No.044 <比良>中谷右俣溯行 1


1994.01.01.Sat.曇りときどき雪

0730 木戸集落(130m)発 随分寒いので沢山着て出発。湖西道路をくぐって道路沿いを北上する。

0812 荒川峠方面分岐(340m) 暑くなったのでセーターを脱いで一休み。
0820 発 分岐を右に見送り、そのまま林道を進むとなにやら堀立て小屋があった。やり過ごすと大堰堤の下に出てしまい逆戻り。小屋の近くから右へ攀じ登る。堰堤の上に立つとそこから先はバージンスノーであった。

0850 堰堤を越えたところで(500m)地図とコンパスを取り出し、現在位置と進むべき方向を確める。今日の目的は中谷右俣である。

左俣は地図を見るほどに恐ろしげな谷で、特に源頭付近が岩マークだらけである。下手をすると稜線へ出られないかも知れない。遠目にもゴツゴツした岩が見えている。再度確認してから右俣へ。これより先は稜線までほぼ一直線であるから道を間違える心配はないだろう。

0934 (540m)このあたりから先は結構立派な滝など多数あって沢屋さんにも満足いただけるのではないだろうか。なにぶん寒いのでなるべく濡れないようにしながら遡行するが、一度足首の上まで浸かってしまった。しかし中には滲みてこない。スパッツのおかげ。

---+---

出題 –
上の遡行記録から、「1994.01.01.Sat.曇りときどき雪」で始まり「今日の目的は中谷右俣である。」で終わる部分をそのまま書き写しなさい。

---+---

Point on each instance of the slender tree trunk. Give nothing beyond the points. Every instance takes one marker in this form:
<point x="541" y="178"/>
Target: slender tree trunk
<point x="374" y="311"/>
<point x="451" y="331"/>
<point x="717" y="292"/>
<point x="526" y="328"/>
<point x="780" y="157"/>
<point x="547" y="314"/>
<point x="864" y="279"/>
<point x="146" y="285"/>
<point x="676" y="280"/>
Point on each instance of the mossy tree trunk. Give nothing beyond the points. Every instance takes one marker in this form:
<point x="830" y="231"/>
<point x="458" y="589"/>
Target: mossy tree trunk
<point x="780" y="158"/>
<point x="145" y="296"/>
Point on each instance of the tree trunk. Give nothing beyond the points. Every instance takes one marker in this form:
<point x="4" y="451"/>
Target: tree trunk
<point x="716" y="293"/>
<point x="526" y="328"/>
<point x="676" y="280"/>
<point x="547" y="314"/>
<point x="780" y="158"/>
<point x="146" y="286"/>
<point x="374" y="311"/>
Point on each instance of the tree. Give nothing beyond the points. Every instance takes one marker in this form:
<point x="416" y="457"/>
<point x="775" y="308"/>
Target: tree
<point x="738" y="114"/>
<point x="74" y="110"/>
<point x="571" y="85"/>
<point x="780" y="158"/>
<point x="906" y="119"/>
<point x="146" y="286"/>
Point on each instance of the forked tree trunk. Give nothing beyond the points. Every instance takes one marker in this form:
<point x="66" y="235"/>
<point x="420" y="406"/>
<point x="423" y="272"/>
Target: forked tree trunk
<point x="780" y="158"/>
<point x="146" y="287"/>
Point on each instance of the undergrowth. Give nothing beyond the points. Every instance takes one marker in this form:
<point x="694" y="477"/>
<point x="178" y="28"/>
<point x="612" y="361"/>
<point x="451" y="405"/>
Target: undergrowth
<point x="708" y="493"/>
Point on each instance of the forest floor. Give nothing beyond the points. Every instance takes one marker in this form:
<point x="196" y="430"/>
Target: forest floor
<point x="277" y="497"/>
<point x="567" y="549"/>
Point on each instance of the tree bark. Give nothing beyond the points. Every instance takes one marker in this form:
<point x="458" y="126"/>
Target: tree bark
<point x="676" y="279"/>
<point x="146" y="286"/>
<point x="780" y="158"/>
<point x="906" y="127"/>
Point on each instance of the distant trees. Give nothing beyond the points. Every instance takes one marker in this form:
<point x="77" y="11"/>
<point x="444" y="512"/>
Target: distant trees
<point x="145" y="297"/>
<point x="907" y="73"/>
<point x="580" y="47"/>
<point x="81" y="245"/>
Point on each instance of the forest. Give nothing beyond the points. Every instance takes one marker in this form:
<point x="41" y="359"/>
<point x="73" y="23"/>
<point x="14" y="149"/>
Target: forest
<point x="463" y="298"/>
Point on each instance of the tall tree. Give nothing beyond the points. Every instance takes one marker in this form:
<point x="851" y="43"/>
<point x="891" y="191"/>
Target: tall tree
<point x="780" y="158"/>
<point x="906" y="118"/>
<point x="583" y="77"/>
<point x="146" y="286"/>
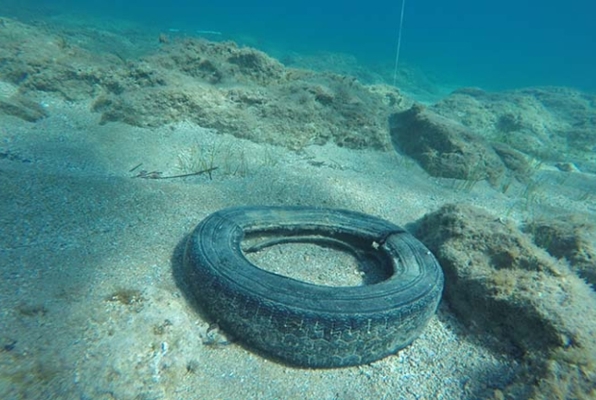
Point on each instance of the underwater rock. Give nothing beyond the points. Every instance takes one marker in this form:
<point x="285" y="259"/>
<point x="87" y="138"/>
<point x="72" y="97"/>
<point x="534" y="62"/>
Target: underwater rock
<point x="444" y="147"/>
<point x="570" y="237"/>
<point x="552" y="124"/>
<point x="23" y="108"/>
<point x="499" y="281"/>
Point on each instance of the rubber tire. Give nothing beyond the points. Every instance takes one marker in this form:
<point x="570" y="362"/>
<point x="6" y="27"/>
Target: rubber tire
<point x="304" y="324"/>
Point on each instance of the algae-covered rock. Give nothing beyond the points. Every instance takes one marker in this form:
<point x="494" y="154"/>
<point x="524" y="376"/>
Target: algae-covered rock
<point x="497" y="279"/>
<point x="570" y="237"/>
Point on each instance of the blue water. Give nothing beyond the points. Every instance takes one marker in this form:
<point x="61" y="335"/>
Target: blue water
<point x="494" y="45"/>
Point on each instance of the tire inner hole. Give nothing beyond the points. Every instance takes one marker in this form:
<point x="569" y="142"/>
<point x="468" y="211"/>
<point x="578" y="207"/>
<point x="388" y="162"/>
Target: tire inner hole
<point x="316" y="259"/>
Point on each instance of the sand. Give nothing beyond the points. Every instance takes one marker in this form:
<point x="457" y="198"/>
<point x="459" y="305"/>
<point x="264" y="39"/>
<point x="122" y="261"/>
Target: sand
<point x="92" y="306"/>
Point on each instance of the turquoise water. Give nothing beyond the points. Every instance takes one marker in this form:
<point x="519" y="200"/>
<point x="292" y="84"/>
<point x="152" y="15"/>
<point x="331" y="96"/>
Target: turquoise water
<point x="493" y="45"/>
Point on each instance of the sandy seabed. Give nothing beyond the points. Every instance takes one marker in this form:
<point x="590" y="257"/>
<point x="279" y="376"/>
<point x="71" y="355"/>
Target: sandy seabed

---+---

解答 –
1994.01.01.Sat.曇りときどき雪

0730 木戸集落(130m)発 随分寒いので沢山着て出発。湖西道路をくぐって道路沿いを北上する。

0812 荒川峠方面分岐(340m) 暑くなったのでセーターを脱いで一休み。
0820 発 分岐を右に見送り、そのまま林道を進むとなにやら堀立て小屋があった。やり過ごすと大堰堤の下に出てしまい逆戻り。小屋の近くから右へ攀じ登る。堰堤の上に立つとそこから先はバージンスノーであった。

0850 堰堤を越えたところで(500m)地図とコンパスを取り出し、現在位置と進むべき方向を確める。今日の目的は中谷右俣である。